--- begin ---

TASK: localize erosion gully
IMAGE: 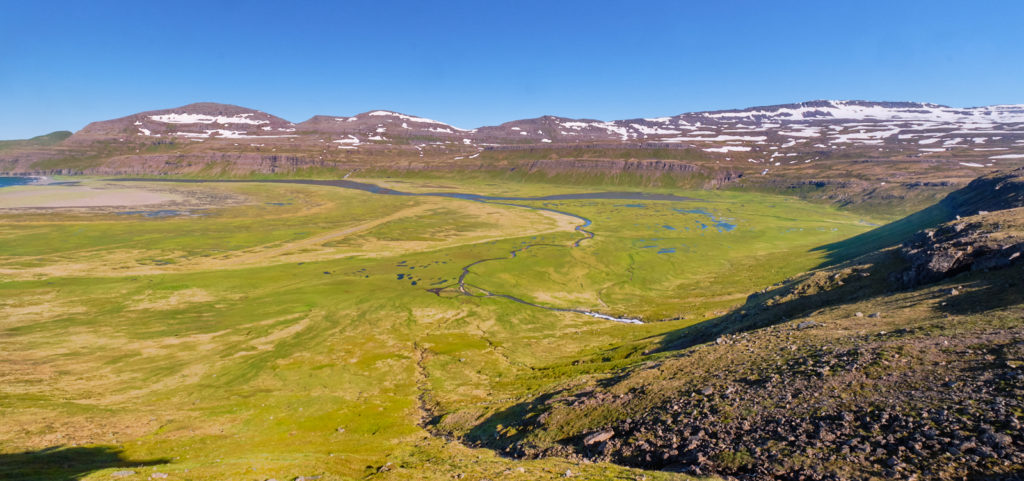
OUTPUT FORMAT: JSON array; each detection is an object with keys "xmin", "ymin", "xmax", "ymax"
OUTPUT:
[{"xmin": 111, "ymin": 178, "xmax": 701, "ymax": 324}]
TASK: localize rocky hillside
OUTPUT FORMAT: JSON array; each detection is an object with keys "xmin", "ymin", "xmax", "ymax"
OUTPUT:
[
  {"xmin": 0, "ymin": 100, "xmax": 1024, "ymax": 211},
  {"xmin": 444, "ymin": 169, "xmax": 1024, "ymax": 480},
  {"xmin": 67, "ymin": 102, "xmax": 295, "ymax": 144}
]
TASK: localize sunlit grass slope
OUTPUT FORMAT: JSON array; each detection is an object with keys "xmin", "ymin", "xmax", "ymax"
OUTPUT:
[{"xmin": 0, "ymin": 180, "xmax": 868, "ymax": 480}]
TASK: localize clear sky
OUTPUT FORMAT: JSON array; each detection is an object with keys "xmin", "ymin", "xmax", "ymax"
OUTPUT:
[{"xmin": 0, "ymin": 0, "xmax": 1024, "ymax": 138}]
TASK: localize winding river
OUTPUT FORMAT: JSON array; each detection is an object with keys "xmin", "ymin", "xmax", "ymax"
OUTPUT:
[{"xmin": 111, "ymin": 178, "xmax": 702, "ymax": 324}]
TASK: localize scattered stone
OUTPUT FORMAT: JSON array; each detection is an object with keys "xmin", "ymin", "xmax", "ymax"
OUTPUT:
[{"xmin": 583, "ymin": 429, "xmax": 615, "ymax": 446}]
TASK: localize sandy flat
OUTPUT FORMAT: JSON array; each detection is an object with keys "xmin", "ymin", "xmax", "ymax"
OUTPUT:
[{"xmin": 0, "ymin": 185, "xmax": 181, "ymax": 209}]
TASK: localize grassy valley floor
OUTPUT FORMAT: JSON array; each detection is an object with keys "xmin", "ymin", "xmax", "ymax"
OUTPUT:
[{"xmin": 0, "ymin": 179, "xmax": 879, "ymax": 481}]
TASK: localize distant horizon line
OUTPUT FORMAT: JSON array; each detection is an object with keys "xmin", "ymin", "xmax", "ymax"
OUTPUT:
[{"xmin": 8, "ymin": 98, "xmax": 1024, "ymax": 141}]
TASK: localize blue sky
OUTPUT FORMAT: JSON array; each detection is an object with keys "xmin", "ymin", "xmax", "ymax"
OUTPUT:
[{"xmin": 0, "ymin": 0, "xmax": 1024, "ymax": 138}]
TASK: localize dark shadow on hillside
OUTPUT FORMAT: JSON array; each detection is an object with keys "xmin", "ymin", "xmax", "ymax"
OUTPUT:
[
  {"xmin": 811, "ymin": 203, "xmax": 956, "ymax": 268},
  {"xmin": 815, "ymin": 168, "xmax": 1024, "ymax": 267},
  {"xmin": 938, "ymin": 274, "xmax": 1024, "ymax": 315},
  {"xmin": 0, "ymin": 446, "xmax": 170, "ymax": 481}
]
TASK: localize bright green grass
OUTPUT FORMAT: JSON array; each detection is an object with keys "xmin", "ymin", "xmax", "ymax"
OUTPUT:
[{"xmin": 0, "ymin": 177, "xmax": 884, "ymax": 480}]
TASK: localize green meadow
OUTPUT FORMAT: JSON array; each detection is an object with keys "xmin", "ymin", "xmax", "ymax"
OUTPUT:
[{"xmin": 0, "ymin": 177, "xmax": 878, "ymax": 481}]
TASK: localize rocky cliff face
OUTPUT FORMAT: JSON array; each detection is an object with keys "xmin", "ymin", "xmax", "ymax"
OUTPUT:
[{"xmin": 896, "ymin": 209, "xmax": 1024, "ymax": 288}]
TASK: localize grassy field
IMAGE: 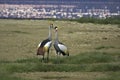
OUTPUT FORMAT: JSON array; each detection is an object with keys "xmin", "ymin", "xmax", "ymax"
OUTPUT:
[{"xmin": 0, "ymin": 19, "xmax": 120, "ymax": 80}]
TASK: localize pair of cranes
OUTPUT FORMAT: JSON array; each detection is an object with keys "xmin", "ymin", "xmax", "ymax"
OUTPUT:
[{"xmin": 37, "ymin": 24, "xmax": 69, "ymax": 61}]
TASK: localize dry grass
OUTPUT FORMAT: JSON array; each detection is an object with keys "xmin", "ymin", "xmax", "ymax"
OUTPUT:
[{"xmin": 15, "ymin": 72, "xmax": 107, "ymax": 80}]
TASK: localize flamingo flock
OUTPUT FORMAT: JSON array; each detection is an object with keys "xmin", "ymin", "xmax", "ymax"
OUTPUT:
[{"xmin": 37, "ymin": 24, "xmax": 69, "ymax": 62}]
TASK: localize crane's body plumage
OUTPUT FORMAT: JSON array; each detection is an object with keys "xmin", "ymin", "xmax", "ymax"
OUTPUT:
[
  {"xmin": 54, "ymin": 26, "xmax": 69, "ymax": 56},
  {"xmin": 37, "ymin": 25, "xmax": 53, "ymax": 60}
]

--- end ---

**What to do**
Repeat the preceding records precisely, and leave every picture out of the copy.

**Answer for this exercise**
TASK: localize erosion gully
IMAGE: 
OUTPUT FORMAT: JSON array; each detection is an object with keys "xmin", "ymin", "xmax", "ymax"
OUTPUT:
[{"xmin": 111, "ymin": 178, "xmax": 701, "ymax": 324}]
TASK: localize rocky hillside
OUTPUT FORMAT: JSON array; each detection is an object with keys "xmin", "ymin", "xmax", "ymax"
OUTPUT:
[
  {"xmin": 0, "ymin": 100, "xmax": 1024, "ymax": 211},
  {"xmin": 444, "ymin": 169, "xmax": 1024, "ymax": 480},
  {"xmin": 67, "ymin": 102, "xmax": 295, "ymax": 144}
]
TASK: localize sunlit grass slope
OUTPUT FORMAT: JSON array; each detection is an object with keys "xmin", "ymin", "xmax", "ymax"
OUTPUT:
[{"xmin": 0, "ymin": 180, "xmax": 868, "ymax": 480}]
TASK: localize clear sky
OUTPUT FORMAT: JSON array; each detection is an object with keys "xmin", "ymin", "xmax", "ymax"
OUTPUT:
[{"xmin": 0, "ymin": 0, "xmax": 1024, "ymax": 138}]
TASK: localize winding river
OUTPUT FORMAT: JSON array; each detection is an object with keys "xmin", "ymin", "xmax", "ymax"
OUTPUT:
[{"xmin": 111, "ymin": 178, "xmax": 702, "ymax": 324}]
TASK: localize scattered stone
OUTPUT FORMAT: JSON array; each detection is an object with keys "xmin", "ymin", "xmax", "ymax"
OUTPUT:
[{"xmin": 583, "ymin": 429, "xmax": 615, "ymax": 446}]
TASK: localize sandy flat
OUTPUT FORMAT: JSON array; each detection is an object with keys "xmin", "ymin", "xmax", "ymax"
OUTPUT:
[{"xmin": 0, "ymin": 185, "xmax": 181, "ymax": 209}]
TASK: localize grassy valley floor
OUTPUT FORMAT: JSON array; each detection is an object with keys "xmin", "ymin", "xmax", "ymax"
OUTPUT:
[{"xmin": 0, "ymin": 179, "xmax": 879, "ymax": 481}]
TASK: localize distant horizon line
OUTPUT FORMAT: JSON array; each detection is an object with keys "xmin", "ymin", "xmax", "ymax"
OUTPUT:
[{"xmin": 8, "ymin": 98, "xmax": 1024, "ymax": 141}]
TASK: localize blue sky
OUTPUT FORMAT: JSON array; each detection is an object with keys "xmin", "ymin", "xmax", "ymax"
OUTPUT:
[{"xmin": 0, "ymin": 0, "xmax": 1024, "ymax": 138}]
TASK: localize dark shadow on hillside
OUTPUT FORMAT: JSON array; each detection is an object with keys "xmin", "ymin", "xmax", "ymax"
OUTPUT:
[
  {"xmin": 811, "ymin": 203, "xmax": 956, "ymax": 268},
  {"xmin": 815, "ymin": 168, "xmax": 1024, "ymax": 267},
  {"xmin": 938, "ymin": 274, "xmax": 1024, "ymax": 315},
  {"xmin": 0, "ymin": 446, "xmax": 170, "ymax": 481}
]
TASK: localize bright green grass
OUTPUT FORMAT: JSON array; each detection is an object with keys "xmin", "ymin", "xmax", "ymax"
OUTPUT:
[{"xmin": 0, "ymin": 177, "xmax": 884, "ymax": 480}]
TASK: localize green meadow
OUTPUT FORMAT: JSON array; each detection is an object with keys "xmin", "ymin", "xmax", "ymax"
OUTPUT:
[{"xmin": 0, "ymin": 177, "xmax": 878, "ymax": 481}]
TASK: localize rocky cliff face
OUTPUT FORMAT: JSON array; each detection is an object with keys "xmin", "ymin", "xmax", "ymax"
OUTPUT:
[{"xmin": 896, "ymin": 209, "xmax": 1024, "ymax": 288}]
TASK: localize grassy field
IMAGE: 
OUTPUT FORMAT: JSON array; each detection is an object with keys "xmin", "ymin", "xmax", "ymax"
OUTPUT:
[{"xmin": 0, "ymin": 19, "xmax": 120, "ymax": 80}]
TASK: localize pair of cranes
OUTPUT FORMAT: JSON array; each detection is an object with keys "xmin", "ymin", "xmax", "ymax"
OUTPUT:
[{"xmin": 37, "ymin": 24, "xmax": 69, "ymax": 61}]
TASK: localize dry grass
OUTPUT FORMAT: JSON array; each detection is an object with keys "xmin", "ymin", "xmax", "ymax"
OUTPUT:
[{"xmin": 15, "ymin": 72, "xmax": 107, "ymax": 80}]
TASK: localize flamingo flock
OUTPUT FORMAT: JSON array; each detection is an object with keys "xmin", "ymin", "xmax", "ymax"
OUTPUT:
[{"xmin": 37, "ymin": 24, "xmax": 69, "ymax": 62}]
TASK: localize crane's body plumage
OUTPUT FORMAT: JSON array; each detection is an object with keys "xmin", "ymin", "xmax", "ymax"
OUTPUT:
[
  {"xmin": 54, "ymin": 26, "xmax": 69, "ymax": 56},
  {"xmin": 37, "ymin": 25, "xmax": 53, "ymax": 60}
]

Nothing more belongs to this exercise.